- **MATERIAL FOR THIS EXERCISE**:
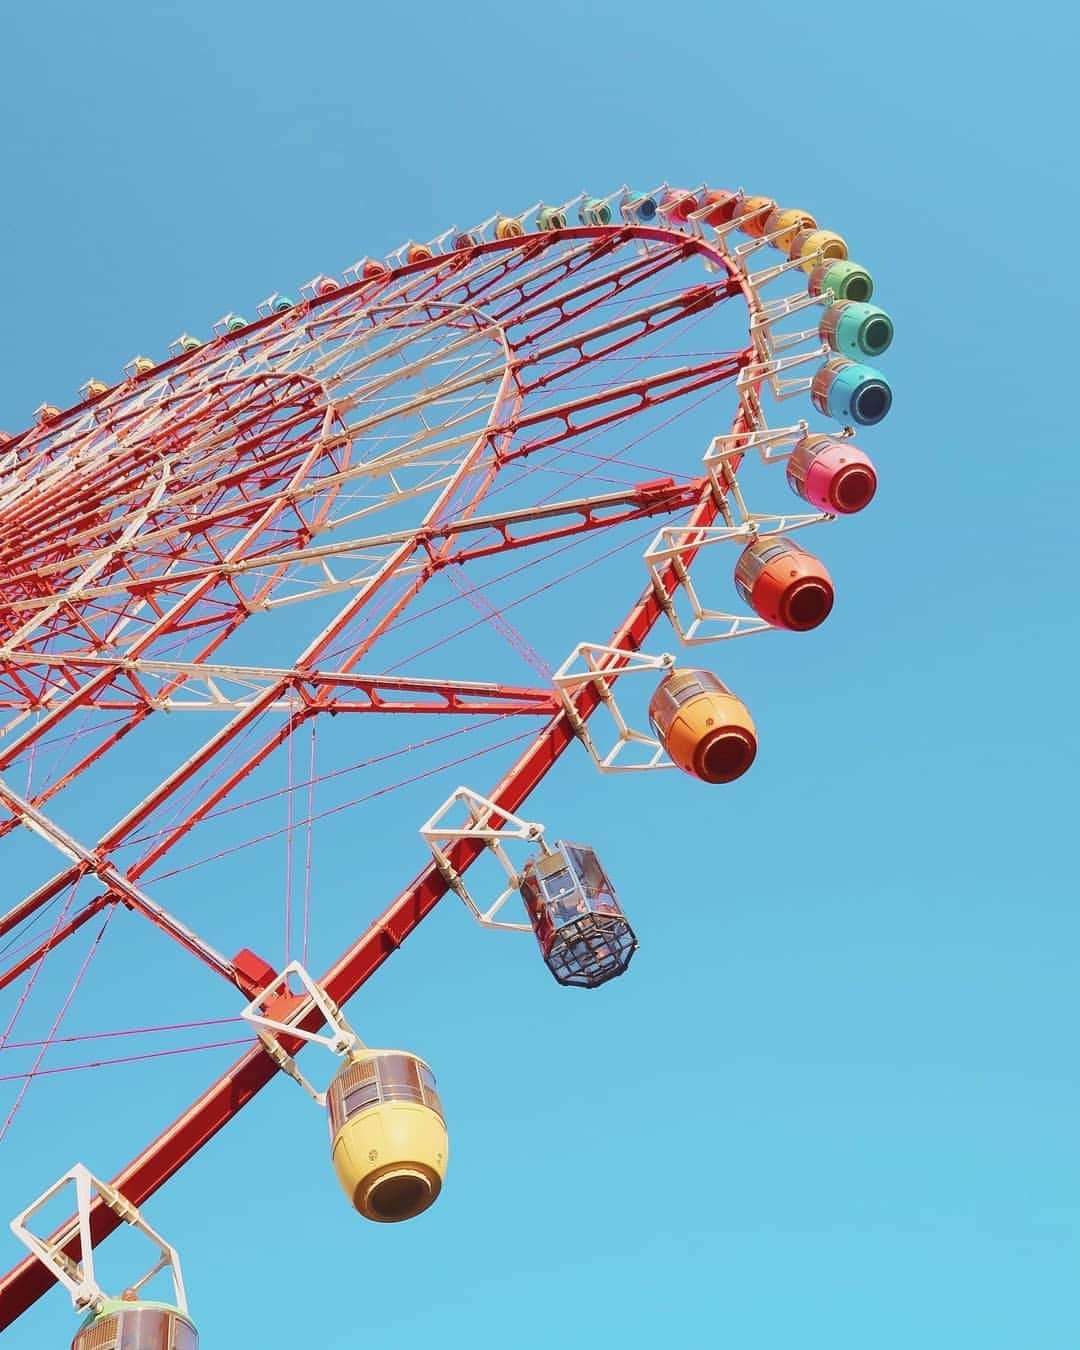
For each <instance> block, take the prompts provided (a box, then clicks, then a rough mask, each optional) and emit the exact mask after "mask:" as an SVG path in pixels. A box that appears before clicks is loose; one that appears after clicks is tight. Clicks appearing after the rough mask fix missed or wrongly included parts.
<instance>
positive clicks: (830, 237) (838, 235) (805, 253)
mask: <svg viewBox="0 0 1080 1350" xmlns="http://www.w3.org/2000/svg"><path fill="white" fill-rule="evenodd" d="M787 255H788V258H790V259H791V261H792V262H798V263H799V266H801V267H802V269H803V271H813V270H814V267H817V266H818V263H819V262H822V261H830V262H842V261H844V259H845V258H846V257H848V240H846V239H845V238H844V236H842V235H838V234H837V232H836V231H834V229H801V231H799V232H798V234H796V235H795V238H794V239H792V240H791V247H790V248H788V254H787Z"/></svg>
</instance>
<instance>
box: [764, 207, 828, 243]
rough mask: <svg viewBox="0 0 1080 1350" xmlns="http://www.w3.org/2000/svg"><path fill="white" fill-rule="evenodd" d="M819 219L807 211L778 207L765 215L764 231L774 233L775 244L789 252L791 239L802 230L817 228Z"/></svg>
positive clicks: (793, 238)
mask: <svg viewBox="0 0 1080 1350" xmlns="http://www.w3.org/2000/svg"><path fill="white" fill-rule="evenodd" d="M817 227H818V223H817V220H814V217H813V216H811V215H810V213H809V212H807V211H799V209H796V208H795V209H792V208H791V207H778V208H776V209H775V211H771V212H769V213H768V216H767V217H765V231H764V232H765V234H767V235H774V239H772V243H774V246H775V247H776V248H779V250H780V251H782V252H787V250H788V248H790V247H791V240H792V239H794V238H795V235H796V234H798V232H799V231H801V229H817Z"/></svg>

==

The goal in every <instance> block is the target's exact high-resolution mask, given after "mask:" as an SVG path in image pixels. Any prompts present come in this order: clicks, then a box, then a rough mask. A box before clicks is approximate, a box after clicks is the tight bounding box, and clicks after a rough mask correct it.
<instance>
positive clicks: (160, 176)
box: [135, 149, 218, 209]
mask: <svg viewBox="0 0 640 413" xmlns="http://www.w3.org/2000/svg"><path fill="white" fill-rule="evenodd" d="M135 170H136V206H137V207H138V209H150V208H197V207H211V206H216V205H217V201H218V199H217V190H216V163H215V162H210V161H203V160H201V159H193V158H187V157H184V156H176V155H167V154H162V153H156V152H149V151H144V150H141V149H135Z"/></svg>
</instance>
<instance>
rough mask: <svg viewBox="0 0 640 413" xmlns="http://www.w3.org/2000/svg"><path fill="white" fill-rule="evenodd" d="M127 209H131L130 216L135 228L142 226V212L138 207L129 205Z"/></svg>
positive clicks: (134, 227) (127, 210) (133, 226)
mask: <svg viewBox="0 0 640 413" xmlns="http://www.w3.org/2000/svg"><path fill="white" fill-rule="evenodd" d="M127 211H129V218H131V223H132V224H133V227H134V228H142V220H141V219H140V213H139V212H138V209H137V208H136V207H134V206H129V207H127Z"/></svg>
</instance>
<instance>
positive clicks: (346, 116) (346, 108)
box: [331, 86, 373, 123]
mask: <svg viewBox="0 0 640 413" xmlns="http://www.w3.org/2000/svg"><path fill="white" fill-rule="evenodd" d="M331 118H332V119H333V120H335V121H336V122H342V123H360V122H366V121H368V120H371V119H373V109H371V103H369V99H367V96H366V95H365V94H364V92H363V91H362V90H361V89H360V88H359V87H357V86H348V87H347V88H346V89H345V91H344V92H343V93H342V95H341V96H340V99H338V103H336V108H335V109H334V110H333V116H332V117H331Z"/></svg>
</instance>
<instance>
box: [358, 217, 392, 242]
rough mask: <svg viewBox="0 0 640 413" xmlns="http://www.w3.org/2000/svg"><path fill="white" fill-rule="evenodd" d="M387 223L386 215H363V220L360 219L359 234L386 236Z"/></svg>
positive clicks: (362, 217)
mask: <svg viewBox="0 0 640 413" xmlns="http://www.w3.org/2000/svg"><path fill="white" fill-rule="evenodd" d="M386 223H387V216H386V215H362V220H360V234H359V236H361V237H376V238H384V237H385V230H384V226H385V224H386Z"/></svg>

==

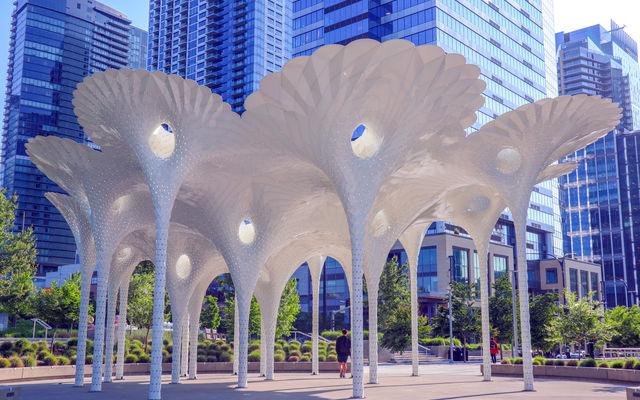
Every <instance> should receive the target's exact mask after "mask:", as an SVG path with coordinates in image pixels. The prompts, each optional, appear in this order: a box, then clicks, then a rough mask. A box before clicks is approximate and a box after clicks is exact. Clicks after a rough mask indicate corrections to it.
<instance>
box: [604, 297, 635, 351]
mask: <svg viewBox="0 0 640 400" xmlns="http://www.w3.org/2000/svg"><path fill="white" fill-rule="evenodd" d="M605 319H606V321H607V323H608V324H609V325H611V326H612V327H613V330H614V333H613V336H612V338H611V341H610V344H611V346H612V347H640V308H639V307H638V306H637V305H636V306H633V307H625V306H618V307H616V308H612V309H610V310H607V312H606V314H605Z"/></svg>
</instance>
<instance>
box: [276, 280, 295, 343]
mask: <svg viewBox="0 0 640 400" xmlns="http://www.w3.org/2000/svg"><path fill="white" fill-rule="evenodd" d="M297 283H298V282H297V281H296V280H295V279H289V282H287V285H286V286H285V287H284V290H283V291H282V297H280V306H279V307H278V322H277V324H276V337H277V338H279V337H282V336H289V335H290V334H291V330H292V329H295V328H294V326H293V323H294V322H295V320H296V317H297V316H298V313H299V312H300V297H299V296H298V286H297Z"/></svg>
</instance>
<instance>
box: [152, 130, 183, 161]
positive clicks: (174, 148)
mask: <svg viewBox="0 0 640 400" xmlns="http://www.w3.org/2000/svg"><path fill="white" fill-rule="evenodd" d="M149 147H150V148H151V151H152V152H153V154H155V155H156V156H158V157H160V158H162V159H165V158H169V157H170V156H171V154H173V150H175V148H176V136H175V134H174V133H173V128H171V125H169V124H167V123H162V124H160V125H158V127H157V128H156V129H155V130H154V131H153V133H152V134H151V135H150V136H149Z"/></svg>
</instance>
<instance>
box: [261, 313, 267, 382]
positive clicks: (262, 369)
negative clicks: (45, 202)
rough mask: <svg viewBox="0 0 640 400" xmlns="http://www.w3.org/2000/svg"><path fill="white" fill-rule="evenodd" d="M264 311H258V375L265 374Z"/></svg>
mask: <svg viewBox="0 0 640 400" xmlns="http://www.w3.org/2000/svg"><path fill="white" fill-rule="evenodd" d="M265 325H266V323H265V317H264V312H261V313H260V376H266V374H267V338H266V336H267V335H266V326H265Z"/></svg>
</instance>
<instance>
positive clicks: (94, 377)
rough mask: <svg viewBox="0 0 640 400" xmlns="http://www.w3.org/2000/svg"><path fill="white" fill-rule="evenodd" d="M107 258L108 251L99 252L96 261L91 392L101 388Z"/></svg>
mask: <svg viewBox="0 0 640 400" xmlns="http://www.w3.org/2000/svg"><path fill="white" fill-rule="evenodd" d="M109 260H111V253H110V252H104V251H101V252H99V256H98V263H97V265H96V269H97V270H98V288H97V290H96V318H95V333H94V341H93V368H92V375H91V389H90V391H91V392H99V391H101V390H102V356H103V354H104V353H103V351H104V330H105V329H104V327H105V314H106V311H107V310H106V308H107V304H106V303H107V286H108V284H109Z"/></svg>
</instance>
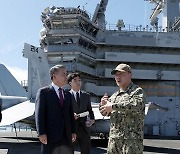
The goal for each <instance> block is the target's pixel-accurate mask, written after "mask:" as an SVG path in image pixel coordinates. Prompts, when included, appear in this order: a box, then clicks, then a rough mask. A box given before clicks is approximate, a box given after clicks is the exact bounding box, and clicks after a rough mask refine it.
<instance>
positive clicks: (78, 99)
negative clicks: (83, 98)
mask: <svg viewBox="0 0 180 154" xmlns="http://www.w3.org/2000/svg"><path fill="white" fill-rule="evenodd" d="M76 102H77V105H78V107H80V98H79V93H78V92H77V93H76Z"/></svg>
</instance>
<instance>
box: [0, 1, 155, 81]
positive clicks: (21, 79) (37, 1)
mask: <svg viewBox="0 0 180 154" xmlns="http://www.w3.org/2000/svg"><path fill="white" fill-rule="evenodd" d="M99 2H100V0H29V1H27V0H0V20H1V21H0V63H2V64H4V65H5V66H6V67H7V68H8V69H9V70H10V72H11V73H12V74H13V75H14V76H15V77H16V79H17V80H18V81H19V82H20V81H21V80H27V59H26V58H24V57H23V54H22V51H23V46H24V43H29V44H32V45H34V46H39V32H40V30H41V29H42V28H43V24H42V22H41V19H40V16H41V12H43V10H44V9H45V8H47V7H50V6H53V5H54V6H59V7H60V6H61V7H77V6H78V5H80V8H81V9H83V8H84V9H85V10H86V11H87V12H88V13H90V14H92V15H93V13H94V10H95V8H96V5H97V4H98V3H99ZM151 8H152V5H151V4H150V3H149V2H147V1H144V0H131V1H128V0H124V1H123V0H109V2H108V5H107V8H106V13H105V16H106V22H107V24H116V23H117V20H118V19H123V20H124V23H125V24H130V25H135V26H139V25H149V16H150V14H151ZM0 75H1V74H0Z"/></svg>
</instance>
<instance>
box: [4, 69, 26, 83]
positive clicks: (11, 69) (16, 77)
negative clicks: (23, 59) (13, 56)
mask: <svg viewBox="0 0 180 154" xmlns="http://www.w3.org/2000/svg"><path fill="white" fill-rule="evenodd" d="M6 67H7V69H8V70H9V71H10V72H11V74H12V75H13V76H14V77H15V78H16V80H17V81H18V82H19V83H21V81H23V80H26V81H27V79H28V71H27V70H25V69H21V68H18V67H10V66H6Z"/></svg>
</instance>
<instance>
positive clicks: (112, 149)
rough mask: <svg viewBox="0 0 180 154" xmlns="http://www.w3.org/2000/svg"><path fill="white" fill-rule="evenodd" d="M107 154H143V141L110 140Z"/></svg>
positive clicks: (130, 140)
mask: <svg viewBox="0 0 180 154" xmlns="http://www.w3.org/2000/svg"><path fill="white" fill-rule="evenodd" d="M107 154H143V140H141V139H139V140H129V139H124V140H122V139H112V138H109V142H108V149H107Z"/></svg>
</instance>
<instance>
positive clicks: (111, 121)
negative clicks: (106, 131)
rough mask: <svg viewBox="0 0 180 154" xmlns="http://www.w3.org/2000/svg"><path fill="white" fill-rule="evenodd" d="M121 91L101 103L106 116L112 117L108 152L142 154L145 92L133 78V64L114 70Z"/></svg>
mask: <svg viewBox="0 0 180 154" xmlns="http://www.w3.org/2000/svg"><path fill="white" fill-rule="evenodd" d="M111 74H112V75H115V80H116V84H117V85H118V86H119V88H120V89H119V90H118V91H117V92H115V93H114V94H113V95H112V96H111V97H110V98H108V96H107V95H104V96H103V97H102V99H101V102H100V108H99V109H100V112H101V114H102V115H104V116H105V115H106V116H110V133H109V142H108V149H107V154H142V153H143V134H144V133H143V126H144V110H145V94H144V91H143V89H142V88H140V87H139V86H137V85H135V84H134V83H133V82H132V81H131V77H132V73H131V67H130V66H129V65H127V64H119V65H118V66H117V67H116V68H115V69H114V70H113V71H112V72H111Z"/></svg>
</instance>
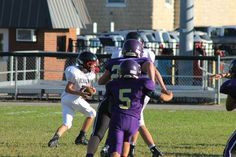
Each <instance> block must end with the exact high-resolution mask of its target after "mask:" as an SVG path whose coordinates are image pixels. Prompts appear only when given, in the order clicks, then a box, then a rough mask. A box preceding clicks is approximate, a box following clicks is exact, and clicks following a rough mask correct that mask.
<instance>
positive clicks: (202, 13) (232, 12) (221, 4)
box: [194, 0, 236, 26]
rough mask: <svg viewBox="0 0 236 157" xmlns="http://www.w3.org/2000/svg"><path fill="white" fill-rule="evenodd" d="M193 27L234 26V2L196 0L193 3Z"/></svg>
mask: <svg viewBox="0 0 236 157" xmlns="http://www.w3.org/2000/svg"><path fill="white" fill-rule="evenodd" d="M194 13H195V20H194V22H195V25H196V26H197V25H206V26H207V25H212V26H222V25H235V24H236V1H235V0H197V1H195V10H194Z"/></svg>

- **WHAT TO DO**: Please report each line of the data above that contains the string "tight", copying every such line in full. Match case exactly.

- **SOLUTION**:
For each <instance> block, take the prompts provided (a box, then clicks, then a rough mask, each optional) and emit the exact mask after "mask:" as an SVG path in pixels. A box that appears before clicks is loose; one that appears after clicks is tight. Clicks appearing after the rough mask fix missed or wrongly included parts.
The goal in every <instance> block is the target's exact high-resolution mask, given after "mask:" as an SVG path in image pixels. Any prompts present come in this order: clicks, then a box, then a rough mask. A box before clicks is approximate, a box after clicks is the tight bounding box, and clicks after a rough mask correct it.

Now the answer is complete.